▸ **Excerpt provided**
Is there a workaround to make it work?

I know this is idiotic. But in a case where the problem is nonlinear in the lower part, but in principle very easy it may be possible to solve it even in the dumb way.

Thanks for the help.

See this tutorial :smile:

3 Likes

Thank you for the reply. I already saw that example.
However, in that specific case, only the objective value from the inner problem is used (contrary to the actual value y(x) that realizes the objective) so that is quite easy to derive the gradient and hessian of the function for the inner problem explicitly (also because the inner constraint does not depend on x_1,x_2 on that page). This makes it possible to register and use the inner function without issues.

In my example, I would need to know, let’s say, the first derivative of y(x) w.r.t x.
I checked the page Nonlinear Modeling · JuMP to query derivatives from a jump model, but I didn’t manage to understand how to query derivatives of the optimal point, but only of the optimal value.
Is there a way to do it? I mean by using Julia not by doing it explicitly by hand, since in the real problem that cannot be done.

Yes, you would need an analytic derivative of the optimal solution of y with respect to x. This is problem-dependent, so it’s hard to give general advice. I don’t think there’s an automated way you could get this from JuMP.

Also, can’t your example just be written as a single minimization problem? Why solve it as a bilevel problem? In your current example, the gradient is 0 (y won’t change w.r.t. x).

1 Like

Of course :grinning:
However in general this is not the case.

I will have to think of some other strategy then to solve such a problem.
Thanks for all the help.

I suggest a possible, but not recommended workaround. Using FiniteDifferences.jl to compute approximate derivatives of y(x):

using JuMP,Ipopt
using FiniteDifferences

function lower(x)
    lowerModel = Model(Ipopt.Optimizer)
    set_silent(lowerModel)
    @variable(lowerModel,y)
    @constraint(lowerModel, y ≀ 5)
    @constraint(lowerModel, 3 ≀ y)
    @objective(lowerModel,Min, y^2 + x)
    optimize!(lowerModel)
    yVal = value(y)
    return yVal
end
∇lower(z) = central_fdm(5, 1; factor=1e10)(lower, z)
Hlower(z) = central_fdm(5, 2; factor=1e10)(lower, z)

upperModel = Model(Ipopt.Optimizer)
register(upperModel, :lower, 1, lower, ∇lower,Hlower)

@variable(upperModel, x)
@constraint(upperModel, x ≄ 2)
@NLconstraint(upperModel, x^3 + lower(x)^3 ≀ 1000)
@NLobjective(upperModel, Min, x^4 - sin(lower(x)))

optimize!(upperModel)
value(x)
lower(value(x))

In trivial this case, this works. In other cases may fail.

1 Like

I add a last piece of the story.
In the end, the “stupid” method didn’t work for my real case (although it did in the example above).

I solved it by doing by hand what BilevelJuMP does automatically. Since I was doing it by hand it was possible to have nonlinearity in the lower-level problem.
The reference paper for BilevelJuMP.jl is quite informative and well-written, and after reading it I was able to apply the same methodology to my use case.

That’s the way I would suggest anyone to proceed.

3 Likes

▸ **Problem requirements**
In the thread on bilevel optimization with JuMP, which package does the suggested workaround use to compute approximate derivatives of y(x)? The rows below come from a different source than the thread.

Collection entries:
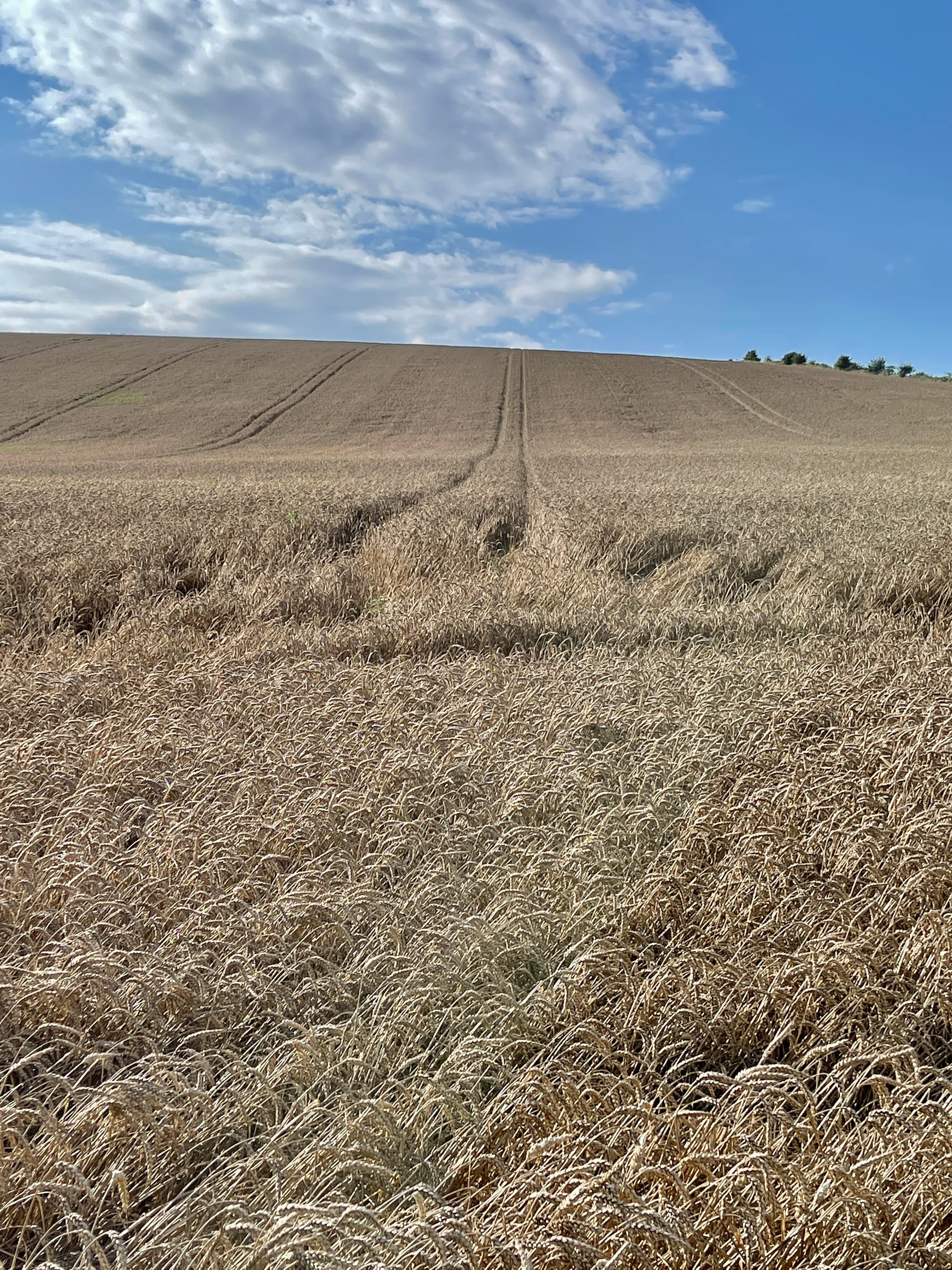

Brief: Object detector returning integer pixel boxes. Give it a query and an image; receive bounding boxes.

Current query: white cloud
[0,0,730,347]
[595,300,645,318]
[734,198,773,216]
[0,192,631,348]
[0,0,730,216]
[485,330,546,348]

▸ **Output for this exercise**
FiniteDifferences.jl